- _Work instructions_
Gather every line below that contains the word "stone" and copy each one in full. Case counts.

- _Record list_
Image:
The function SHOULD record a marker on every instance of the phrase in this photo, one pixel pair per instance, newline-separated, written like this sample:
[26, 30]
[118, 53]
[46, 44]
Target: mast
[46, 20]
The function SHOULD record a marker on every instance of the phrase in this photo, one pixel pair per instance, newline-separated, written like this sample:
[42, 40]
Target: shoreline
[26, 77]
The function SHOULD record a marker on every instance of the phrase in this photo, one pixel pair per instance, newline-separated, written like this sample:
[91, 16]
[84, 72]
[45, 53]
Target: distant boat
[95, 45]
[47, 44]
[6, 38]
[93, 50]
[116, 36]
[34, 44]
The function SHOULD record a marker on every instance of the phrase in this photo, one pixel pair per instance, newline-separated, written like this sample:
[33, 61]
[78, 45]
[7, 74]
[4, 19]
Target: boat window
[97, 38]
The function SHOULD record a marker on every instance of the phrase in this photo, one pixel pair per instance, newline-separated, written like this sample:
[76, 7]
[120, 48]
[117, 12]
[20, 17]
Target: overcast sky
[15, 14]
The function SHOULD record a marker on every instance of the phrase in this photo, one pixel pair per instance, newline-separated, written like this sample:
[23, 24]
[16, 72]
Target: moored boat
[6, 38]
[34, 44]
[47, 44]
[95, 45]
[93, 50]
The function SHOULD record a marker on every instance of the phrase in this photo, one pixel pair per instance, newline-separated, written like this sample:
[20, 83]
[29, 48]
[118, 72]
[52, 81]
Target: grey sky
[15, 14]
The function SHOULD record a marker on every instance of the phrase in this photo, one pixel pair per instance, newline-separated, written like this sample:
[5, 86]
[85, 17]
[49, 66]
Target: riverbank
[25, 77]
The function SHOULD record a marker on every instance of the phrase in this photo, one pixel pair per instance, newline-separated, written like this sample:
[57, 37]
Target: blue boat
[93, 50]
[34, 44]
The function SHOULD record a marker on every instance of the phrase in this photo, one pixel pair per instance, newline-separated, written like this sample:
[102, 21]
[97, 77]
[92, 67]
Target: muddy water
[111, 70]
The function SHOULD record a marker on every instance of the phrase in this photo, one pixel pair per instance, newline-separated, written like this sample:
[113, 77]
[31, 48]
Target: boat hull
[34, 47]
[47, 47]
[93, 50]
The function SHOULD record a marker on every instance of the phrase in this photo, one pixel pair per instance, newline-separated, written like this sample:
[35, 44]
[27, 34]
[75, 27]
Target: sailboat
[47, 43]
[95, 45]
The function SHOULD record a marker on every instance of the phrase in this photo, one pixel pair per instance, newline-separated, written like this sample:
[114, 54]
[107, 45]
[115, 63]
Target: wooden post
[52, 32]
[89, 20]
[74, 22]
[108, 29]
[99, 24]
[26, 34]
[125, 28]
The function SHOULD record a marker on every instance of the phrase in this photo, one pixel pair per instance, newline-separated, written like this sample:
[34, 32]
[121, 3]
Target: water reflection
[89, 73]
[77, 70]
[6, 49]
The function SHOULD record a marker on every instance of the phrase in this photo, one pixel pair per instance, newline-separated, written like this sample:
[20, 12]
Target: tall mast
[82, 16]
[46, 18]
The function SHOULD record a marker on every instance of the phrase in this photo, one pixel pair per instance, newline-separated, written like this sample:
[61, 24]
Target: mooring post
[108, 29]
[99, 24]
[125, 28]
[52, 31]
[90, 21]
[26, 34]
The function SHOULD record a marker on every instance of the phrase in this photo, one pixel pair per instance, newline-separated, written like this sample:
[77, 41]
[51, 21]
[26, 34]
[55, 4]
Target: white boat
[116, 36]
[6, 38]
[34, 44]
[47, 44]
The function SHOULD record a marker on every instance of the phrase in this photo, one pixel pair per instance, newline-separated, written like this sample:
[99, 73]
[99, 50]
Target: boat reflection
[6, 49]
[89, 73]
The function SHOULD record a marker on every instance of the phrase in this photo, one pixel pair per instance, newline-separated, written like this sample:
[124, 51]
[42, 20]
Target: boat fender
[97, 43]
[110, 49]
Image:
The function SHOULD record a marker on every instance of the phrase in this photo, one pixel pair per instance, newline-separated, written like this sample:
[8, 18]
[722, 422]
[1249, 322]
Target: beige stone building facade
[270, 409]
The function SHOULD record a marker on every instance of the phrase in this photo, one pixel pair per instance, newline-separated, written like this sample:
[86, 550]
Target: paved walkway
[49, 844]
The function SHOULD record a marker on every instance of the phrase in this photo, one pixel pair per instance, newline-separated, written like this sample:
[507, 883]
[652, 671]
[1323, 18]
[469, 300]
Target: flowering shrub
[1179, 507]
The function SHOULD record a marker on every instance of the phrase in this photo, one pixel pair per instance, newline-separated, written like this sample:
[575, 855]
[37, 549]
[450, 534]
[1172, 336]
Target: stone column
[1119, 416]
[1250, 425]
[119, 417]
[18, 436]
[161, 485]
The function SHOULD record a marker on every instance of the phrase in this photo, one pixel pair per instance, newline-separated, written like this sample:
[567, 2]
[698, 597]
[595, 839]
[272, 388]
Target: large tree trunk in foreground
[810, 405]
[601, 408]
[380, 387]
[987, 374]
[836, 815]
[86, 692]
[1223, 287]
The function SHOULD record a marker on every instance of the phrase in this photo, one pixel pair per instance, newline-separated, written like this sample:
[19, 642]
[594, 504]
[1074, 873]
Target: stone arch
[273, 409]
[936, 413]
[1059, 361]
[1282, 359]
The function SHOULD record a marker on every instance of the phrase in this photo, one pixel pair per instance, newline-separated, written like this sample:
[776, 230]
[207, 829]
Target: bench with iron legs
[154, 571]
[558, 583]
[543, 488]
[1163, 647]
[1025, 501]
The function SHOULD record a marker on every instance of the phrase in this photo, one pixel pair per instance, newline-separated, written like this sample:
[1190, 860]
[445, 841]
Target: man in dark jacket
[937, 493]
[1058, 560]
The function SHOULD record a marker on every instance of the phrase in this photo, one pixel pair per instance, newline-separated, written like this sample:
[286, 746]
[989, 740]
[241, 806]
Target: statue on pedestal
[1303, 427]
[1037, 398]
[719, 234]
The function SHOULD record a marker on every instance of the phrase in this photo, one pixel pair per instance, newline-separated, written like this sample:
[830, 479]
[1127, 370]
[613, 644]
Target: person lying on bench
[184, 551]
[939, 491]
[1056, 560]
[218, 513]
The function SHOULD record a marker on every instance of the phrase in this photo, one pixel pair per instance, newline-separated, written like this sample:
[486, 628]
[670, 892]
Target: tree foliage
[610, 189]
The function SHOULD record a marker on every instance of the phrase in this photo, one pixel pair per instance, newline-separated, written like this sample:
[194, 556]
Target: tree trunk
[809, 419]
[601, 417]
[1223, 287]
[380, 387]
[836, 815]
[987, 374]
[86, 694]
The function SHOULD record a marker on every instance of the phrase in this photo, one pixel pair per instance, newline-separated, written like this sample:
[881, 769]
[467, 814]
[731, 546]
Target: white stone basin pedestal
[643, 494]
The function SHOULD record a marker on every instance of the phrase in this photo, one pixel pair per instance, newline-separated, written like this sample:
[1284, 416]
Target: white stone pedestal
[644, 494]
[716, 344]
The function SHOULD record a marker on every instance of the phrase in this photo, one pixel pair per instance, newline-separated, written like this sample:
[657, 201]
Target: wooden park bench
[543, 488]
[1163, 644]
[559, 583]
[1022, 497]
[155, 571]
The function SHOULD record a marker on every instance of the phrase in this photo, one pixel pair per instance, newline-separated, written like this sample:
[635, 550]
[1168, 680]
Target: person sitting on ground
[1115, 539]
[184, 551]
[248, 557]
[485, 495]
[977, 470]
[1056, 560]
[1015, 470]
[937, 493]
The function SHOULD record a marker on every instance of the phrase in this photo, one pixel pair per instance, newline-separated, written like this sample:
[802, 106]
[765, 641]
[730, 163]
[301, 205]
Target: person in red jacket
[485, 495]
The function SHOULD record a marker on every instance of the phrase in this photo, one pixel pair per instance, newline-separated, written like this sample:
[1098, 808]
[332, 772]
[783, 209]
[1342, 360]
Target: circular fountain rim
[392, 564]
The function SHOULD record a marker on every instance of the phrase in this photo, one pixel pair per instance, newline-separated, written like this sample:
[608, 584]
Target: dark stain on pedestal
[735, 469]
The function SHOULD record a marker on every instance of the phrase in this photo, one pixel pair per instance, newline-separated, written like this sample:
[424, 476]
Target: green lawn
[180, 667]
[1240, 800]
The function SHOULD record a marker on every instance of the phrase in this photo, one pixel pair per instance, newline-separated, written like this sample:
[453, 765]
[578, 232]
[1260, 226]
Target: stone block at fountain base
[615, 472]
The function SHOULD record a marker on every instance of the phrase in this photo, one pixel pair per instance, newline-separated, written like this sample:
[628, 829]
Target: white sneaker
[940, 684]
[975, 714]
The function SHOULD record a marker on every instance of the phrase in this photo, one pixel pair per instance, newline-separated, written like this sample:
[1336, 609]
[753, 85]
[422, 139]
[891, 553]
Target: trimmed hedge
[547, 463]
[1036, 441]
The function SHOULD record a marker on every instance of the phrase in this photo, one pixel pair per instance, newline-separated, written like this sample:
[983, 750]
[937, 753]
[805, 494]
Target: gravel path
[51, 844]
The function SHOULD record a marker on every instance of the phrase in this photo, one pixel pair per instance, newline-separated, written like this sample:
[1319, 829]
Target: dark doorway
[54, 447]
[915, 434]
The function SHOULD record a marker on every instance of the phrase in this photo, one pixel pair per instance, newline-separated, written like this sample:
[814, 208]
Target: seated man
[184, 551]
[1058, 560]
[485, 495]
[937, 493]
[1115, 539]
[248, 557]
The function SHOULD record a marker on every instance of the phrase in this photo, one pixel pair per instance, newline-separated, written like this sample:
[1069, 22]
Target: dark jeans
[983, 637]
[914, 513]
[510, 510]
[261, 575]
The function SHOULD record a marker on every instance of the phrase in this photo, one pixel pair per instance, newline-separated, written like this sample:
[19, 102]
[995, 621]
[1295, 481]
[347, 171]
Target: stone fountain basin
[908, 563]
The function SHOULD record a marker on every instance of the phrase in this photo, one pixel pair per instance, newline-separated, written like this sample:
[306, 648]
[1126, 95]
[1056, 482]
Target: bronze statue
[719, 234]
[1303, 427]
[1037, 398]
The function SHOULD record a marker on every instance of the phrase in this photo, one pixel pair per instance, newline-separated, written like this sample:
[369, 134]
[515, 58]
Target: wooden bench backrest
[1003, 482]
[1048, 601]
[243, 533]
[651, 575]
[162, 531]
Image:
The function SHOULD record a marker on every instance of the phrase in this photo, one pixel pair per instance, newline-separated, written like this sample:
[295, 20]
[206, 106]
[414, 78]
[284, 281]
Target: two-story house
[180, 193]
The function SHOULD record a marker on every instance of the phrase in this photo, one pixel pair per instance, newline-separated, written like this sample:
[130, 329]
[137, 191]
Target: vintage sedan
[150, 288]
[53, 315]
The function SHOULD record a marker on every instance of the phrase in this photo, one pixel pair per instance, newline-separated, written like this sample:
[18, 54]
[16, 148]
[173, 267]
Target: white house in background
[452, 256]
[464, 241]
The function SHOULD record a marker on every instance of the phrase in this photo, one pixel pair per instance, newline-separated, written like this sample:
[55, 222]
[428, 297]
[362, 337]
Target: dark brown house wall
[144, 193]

- _Solution_
Target: beige stone building facade
Target: stone column
Target: stone arch
Target: white stone basin pedestal
Target: white stone pedestal
Target: stone block at fountain base
Target: stone fountain basin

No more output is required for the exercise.